**EXERCISE PROMPT:**
Among the lines of the records, please find those that contain the word "window" and copy them.

Items from a dataset
::::

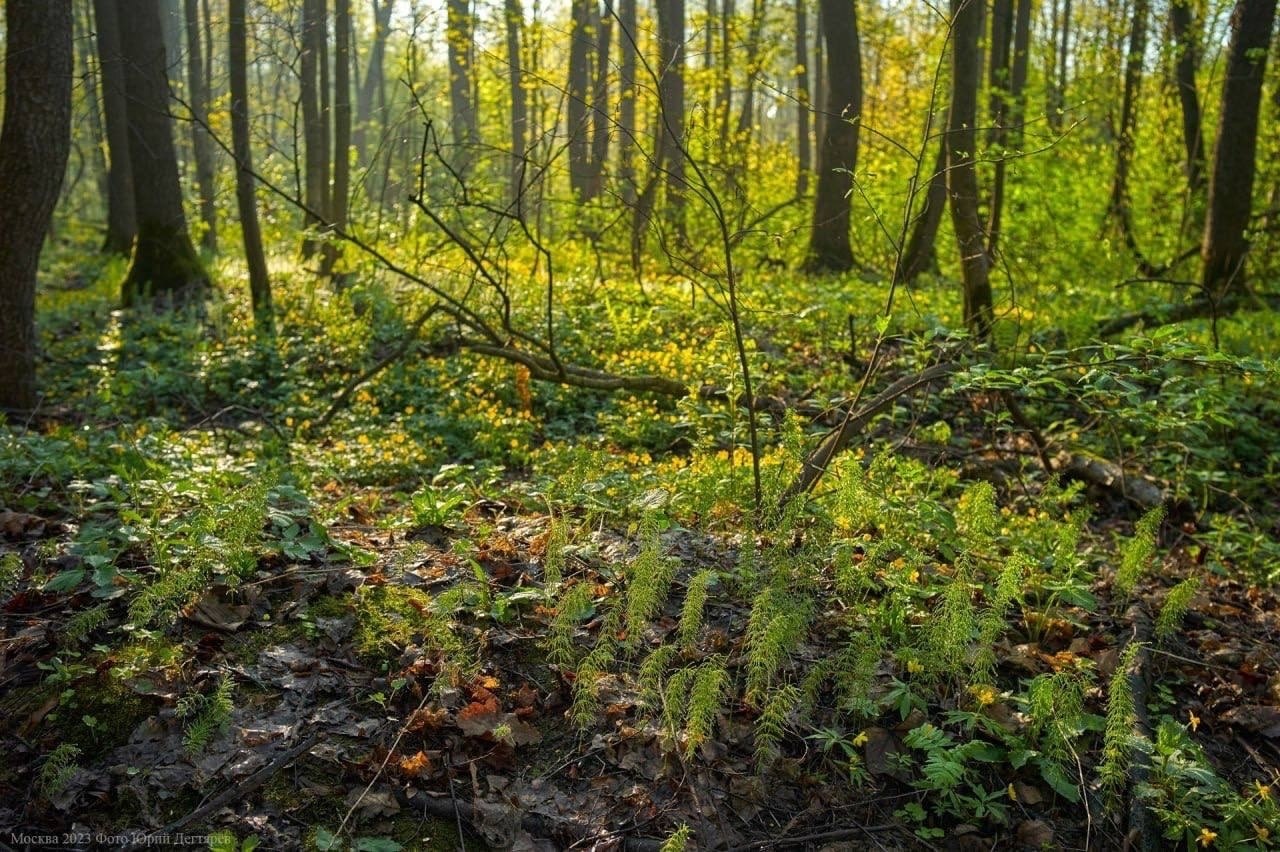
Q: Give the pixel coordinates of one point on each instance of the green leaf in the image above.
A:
(65, 580)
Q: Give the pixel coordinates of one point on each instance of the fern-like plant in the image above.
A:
(1176, 603)
(206, 715)
(1138, 552)
(695, 601)
(1118, 737)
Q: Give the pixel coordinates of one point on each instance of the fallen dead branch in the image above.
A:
(817, 462)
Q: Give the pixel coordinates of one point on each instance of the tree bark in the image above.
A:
(804, 145)
(122, 218)
(461, 51)
(576, 106)
(920, 253)
(1008, 119)
(600, 118)
(1119, 207)
(341, 193)
(201, 146)
(1230, 186)
(627, 36)
(164, 261)
(35, 142)
(259, 280)
(961, 165)
(312, 129)
(671, 109)
(515, 17)
(837, 155)
(374, 83)
(1182, 23)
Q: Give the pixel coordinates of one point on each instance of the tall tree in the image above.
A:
(201, 145)
(341, 191)
(920, 255)
(1230, 186)
(671, 110)
(602, 123)
(122, 218)
(804, 143)
(164, 260)
(515, 15)
(35, 142)
(460, 35)
(374, 86)
(1119, 206)
(837, 155)
(580, 49)
(1184, 30)
(237, 63)
(961, 165)
(315, 166)
(1009, 102)
(627, 35)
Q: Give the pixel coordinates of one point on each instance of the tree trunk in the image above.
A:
(961, 165)
(1230, 186)
(461, 50)
(373, 87)
(259, 280)
(1119, 207)
(837, 155)
(1008, 122)
(164, 261)
(341, 195)
(1183, 24)
(627, 36)
(515, 17)
(920, 253)
(600, 118)
(122, 219)
(201, 146)
(671, 108)
(85, 69)
(312, 129)
(35, 142)
(804, 145)
(575, 109)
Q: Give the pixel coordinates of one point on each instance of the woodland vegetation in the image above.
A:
(632, 425)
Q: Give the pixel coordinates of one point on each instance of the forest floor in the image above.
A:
(475, 614)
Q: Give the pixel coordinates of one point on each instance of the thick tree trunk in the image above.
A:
(461, 51)
(312, 129)
(1182, 23)
(600, 118)
(961, 165)
(671, 109)
(804, 145)
(627, 36)
(515, 17)
(1230, 186)
(341, 195)
(164, 261)
(259, 280)
(837, 155)
(1119, 207)
(1008, 120)
(920, 255)
(201, 146)
(122, 219)
(576, 106)
(374, 83)
(35, 142)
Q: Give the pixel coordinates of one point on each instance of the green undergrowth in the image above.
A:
(182, 454)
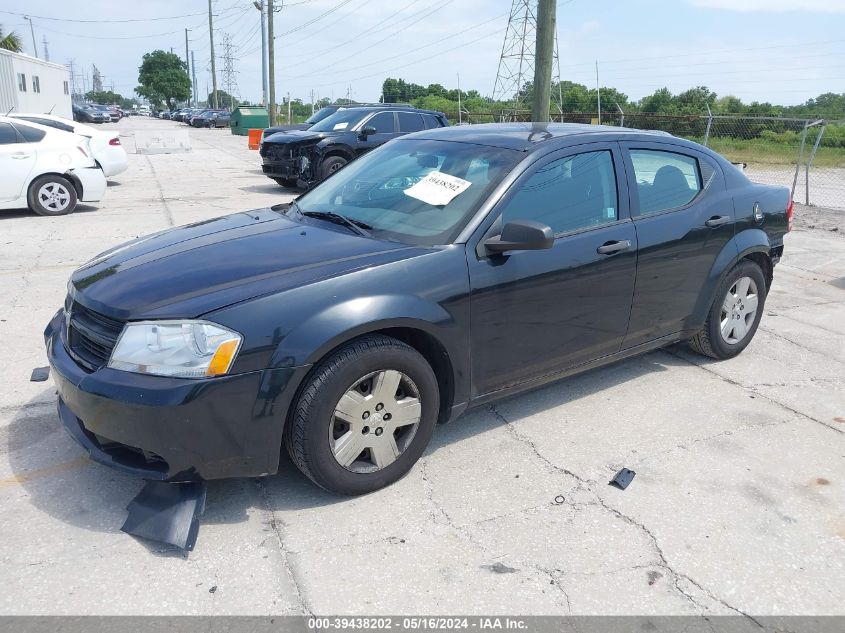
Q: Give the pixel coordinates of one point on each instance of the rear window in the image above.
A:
(7, 134)
(410, 122)
(432, 121)
(30, 134)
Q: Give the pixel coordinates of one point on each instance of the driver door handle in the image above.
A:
(717, 220)
(616, 246)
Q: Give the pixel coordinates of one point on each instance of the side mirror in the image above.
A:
(521, 235)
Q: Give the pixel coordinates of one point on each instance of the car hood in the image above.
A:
(195, 269)
(293, 137)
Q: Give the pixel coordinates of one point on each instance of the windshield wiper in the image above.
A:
(361, 228)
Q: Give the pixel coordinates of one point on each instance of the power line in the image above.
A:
(42, 17)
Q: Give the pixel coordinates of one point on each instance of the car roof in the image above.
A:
(384, 106)
(526, 136)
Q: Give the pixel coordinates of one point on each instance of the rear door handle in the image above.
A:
(617, 246)
(718, 220)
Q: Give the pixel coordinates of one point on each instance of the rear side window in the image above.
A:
(7, 134)
(64, 127)
(410, 122)
(665, 180)
(432, 121)
(568, 194)
(30, 134)
(383, 122)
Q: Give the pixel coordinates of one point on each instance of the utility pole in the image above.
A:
(598, 91)
(32, 32)
(213, 69)
(459, 99)
(271, 64)
(194, 74)
(260, 7)
(543, 58)
(187, 60)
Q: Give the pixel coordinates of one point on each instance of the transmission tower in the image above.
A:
(516, 65)
(96, 80)
(230, 78)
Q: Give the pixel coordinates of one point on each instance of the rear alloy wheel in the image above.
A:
(51, 195)
(365, 416)
(735, 314)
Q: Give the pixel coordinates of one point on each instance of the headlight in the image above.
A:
(183, 349)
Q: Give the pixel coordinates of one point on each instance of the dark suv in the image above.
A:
(305, 157)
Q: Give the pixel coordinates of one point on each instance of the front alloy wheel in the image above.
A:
(364, 415)
(375, 421)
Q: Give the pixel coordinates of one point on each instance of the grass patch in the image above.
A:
(761, 151)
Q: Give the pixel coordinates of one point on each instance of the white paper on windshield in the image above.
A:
(438, 189)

::::

**ANSWER TO THE PROBLEM:**
Q: Give the pixel coordinates of one point on each instance of the rear window in the image above.
Q: Give the pixel coordinates of one point on each instance of the rear side window in the image above.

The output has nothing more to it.